(Collected data entries)
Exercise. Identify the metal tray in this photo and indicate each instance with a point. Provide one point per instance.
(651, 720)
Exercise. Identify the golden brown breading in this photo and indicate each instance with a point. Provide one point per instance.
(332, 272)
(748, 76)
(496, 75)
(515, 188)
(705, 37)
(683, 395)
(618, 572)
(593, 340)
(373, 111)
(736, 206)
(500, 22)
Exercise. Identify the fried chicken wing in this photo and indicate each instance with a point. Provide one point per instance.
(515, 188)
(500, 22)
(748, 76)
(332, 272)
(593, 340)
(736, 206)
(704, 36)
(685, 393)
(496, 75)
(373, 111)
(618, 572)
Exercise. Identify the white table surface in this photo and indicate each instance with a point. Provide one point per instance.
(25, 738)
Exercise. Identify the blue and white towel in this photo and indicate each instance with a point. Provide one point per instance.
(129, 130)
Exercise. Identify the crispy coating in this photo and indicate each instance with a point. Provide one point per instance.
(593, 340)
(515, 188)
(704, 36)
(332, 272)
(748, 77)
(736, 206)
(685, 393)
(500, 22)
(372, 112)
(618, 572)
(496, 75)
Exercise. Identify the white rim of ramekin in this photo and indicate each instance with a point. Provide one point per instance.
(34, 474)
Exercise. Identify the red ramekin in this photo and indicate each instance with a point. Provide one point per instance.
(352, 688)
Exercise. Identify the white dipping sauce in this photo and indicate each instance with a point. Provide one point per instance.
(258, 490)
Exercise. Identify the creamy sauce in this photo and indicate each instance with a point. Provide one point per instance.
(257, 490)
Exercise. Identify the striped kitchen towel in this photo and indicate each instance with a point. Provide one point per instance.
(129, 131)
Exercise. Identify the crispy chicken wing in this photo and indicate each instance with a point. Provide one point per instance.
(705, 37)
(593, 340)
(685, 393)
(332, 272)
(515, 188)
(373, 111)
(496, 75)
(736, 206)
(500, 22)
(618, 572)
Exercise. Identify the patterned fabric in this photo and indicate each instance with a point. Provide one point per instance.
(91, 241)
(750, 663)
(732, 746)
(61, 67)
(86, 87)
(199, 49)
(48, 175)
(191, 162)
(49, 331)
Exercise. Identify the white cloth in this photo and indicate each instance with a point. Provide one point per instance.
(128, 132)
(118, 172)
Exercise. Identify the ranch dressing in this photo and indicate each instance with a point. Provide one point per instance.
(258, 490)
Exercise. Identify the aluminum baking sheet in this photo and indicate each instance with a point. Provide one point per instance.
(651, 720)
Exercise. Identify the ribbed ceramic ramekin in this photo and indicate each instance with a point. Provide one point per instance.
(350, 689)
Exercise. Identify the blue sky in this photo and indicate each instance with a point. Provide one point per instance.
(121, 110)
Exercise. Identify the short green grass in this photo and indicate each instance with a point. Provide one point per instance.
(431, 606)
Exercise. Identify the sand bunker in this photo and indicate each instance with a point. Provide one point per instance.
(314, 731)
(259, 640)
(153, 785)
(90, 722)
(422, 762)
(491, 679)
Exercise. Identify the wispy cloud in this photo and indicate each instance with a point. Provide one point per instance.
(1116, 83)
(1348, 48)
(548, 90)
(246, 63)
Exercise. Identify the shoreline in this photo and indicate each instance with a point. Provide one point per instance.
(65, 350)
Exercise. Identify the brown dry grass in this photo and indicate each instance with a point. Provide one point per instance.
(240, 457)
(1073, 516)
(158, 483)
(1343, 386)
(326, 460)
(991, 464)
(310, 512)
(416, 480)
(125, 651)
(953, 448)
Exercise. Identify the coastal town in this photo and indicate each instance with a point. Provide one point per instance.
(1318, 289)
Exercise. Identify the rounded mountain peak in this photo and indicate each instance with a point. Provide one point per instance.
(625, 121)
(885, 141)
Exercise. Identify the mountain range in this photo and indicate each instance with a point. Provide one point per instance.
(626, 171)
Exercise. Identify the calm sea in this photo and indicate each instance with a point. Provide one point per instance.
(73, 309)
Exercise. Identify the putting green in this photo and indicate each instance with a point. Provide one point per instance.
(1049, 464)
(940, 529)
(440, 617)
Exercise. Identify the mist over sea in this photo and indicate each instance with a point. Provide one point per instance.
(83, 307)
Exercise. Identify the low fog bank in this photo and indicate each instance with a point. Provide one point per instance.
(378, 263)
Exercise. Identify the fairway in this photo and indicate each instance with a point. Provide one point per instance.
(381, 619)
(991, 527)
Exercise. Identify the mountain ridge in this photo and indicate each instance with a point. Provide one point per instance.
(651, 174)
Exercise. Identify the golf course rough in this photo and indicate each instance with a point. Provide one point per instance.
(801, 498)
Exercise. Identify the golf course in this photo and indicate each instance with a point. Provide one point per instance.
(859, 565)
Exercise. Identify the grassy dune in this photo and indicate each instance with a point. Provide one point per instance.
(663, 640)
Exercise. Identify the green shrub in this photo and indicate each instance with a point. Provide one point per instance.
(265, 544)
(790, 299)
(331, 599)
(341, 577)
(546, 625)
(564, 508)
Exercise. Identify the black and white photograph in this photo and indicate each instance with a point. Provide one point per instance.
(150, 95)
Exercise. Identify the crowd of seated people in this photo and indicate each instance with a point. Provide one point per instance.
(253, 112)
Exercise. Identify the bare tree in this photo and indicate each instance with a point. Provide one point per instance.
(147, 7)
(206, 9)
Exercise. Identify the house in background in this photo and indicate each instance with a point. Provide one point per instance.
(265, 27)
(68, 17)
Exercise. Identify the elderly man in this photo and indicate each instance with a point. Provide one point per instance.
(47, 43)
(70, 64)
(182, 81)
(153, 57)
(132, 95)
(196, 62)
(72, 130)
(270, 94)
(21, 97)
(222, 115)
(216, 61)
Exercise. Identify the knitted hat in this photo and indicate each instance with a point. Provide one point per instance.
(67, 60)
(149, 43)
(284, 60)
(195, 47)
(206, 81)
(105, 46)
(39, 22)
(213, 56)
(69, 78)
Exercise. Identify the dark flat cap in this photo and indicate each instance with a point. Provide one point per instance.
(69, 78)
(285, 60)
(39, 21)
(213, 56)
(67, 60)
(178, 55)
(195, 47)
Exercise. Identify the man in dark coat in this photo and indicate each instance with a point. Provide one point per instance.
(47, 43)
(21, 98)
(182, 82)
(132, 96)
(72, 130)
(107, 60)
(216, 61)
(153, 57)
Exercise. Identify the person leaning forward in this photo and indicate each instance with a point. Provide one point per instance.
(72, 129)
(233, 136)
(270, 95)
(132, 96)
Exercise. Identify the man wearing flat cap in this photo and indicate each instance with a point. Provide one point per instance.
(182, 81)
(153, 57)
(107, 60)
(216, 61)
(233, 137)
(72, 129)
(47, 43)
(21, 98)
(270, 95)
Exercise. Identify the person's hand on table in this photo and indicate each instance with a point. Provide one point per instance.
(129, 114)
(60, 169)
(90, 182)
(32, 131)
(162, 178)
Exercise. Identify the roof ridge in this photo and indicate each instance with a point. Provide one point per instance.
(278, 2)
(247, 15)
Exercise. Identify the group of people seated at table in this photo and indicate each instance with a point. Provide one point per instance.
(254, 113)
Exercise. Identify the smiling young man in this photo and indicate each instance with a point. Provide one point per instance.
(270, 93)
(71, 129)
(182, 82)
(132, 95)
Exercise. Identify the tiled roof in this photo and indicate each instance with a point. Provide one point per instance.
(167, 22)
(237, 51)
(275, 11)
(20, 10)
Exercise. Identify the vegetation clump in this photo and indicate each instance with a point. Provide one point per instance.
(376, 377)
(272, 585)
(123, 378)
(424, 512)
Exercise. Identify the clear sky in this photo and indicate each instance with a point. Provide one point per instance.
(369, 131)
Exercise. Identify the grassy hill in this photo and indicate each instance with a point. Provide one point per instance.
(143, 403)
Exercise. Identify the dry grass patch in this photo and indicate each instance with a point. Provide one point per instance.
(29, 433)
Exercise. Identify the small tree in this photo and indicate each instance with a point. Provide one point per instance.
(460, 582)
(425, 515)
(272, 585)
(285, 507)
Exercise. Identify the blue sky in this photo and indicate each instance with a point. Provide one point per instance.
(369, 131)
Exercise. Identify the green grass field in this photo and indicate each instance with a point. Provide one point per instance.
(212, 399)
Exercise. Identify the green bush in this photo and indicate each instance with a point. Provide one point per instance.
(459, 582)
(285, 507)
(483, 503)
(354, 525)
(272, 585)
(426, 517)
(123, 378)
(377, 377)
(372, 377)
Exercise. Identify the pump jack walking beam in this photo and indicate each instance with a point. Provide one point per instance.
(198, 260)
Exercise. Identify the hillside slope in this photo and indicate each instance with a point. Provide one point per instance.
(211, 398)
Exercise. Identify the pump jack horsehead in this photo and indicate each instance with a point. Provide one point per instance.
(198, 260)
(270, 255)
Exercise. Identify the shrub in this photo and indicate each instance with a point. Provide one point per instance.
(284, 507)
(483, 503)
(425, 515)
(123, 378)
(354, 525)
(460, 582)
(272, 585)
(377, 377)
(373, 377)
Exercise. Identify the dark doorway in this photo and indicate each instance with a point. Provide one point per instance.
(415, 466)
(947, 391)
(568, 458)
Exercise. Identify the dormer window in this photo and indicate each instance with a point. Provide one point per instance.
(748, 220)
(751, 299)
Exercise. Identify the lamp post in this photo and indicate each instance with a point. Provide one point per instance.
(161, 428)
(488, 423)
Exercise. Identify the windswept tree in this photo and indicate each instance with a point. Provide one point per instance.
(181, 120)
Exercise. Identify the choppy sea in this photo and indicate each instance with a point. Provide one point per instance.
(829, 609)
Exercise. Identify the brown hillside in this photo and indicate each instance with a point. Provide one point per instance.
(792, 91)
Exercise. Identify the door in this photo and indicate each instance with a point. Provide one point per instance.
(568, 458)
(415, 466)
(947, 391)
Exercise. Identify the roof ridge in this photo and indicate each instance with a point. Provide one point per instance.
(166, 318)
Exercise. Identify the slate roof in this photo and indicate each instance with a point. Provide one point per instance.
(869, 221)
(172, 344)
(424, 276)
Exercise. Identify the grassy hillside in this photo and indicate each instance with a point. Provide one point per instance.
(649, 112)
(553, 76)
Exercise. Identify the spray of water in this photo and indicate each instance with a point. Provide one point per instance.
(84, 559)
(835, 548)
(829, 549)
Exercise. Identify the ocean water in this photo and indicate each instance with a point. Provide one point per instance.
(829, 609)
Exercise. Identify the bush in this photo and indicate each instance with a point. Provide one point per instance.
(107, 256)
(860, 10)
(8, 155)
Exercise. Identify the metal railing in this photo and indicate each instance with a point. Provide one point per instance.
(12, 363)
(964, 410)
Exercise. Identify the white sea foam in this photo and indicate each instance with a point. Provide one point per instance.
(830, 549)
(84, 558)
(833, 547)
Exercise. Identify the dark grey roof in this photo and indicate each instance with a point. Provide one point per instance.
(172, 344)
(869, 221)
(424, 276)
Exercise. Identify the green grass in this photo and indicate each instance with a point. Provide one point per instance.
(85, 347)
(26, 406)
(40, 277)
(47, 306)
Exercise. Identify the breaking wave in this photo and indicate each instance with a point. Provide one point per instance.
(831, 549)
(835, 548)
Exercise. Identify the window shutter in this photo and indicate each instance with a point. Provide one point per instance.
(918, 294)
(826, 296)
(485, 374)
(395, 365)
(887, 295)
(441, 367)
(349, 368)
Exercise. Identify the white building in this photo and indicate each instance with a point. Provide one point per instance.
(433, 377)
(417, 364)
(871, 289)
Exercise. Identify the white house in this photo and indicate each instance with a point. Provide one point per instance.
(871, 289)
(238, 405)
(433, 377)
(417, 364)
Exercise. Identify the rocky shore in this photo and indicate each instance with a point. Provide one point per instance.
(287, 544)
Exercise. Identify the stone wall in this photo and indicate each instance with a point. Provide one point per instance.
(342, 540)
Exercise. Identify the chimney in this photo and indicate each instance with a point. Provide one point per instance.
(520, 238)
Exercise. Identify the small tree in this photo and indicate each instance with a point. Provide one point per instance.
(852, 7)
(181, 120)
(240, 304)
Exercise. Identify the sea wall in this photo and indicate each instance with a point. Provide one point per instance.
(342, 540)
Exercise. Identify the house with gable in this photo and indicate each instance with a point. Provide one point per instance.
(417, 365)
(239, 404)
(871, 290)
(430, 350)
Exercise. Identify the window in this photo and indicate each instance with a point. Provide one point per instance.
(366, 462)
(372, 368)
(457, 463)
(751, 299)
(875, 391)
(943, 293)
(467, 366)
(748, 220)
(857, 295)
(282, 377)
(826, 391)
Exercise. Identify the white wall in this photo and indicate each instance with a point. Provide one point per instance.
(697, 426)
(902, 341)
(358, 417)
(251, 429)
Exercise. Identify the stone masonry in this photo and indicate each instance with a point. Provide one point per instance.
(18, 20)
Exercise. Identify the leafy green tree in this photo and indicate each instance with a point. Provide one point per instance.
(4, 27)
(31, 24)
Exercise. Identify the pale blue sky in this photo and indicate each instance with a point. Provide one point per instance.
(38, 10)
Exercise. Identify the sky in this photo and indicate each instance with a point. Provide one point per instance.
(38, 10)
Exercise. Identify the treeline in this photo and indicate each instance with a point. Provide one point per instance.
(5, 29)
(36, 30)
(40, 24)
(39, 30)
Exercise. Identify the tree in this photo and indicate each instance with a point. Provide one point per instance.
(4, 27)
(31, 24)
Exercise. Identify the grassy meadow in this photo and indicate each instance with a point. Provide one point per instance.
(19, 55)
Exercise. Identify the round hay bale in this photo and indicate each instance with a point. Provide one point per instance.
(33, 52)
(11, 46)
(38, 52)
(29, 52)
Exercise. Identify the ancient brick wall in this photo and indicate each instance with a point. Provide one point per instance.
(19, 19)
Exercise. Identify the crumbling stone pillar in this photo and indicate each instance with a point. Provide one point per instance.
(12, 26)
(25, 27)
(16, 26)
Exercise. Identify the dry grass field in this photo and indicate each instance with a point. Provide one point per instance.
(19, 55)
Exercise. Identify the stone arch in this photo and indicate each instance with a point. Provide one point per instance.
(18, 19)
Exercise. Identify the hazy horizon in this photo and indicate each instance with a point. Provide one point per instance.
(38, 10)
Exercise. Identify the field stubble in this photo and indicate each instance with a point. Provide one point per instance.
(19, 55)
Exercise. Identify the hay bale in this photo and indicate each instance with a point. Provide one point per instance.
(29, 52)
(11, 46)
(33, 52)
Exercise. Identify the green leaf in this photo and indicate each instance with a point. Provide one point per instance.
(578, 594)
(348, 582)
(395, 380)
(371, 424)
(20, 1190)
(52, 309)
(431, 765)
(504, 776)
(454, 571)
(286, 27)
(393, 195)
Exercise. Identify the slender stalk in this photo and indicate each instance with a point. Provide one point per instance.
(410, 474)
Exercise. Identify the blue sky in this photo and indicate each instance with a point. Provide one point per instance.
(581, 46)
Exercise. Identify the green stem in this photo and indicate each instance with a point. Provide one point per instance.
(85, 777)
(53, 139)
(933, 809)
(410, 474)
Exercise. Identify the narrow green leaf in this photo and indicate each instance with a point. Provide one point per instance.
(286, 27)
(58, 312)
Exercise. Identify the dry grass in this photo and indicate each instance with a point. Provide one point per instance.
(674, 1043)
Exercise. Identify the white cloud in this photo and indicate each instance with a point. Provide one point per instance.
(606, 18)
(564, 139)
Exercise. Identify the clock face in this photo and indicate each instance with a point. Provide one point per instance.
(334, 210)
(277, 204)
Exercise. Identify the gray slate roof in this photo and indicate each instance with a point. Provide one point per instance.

### WRITTEN EXERCISE
Starting at the line that contains "Exercise. Identify the hay", print every line through the end of the listing, word for word. Leave out all the rest.

### TASK ANSWER
Exercise. Identify the hay bale in this photo and indicate each instance with a point. Provide one point per instance.
(29, 52)
(11, 46)
(33, 52)
Exercise. Identify the green leaf in this photo and indicate each instance with a point. Provide one point per instance.
(578, 594)
(348, 582)
(395, 380)
(371, 424)
(20, 1190)
(52, 309)
(431, 765)
(504, 776)
(454, 571)
(286, 27)
(393, 195)
Exercise. Identify the slender stalk in this photo and indicate each instance with a point. Provide one point per instance.
(410, 474)
Exercise. Identify the blue sky in this photo and indicate each instance with a point. Provide one point per instance.
(581, 46)
Exercise. Identify the green stem in this photo and indicate each instance with a point. Provide one point per instance.
(85, 777)
(53, 139)
(933, 809)
(410, 474)
Exercise. Identify the narrow green leaf in this photo and indicate each instance with a point. Provide one point per instance.
(286, 27)
(58, 312)
Exercise. Identify the dry grass in this photo and indicate each instance with a point. Provide one point per instance.
(674, 1043)
Exercise. Identify the white cloud in this photo and indicate each instance with a point. Provide one point per instance.
(606, 18)
(564, 139)
Exercise. Identify the clock face in this photo and indicate each instance with a point. Provide one point per instance.
(334, 210)
(277, 204)
Exercise. Identify the gray slate roof in this photo and indicate each instance with a point. Provide one point per instance.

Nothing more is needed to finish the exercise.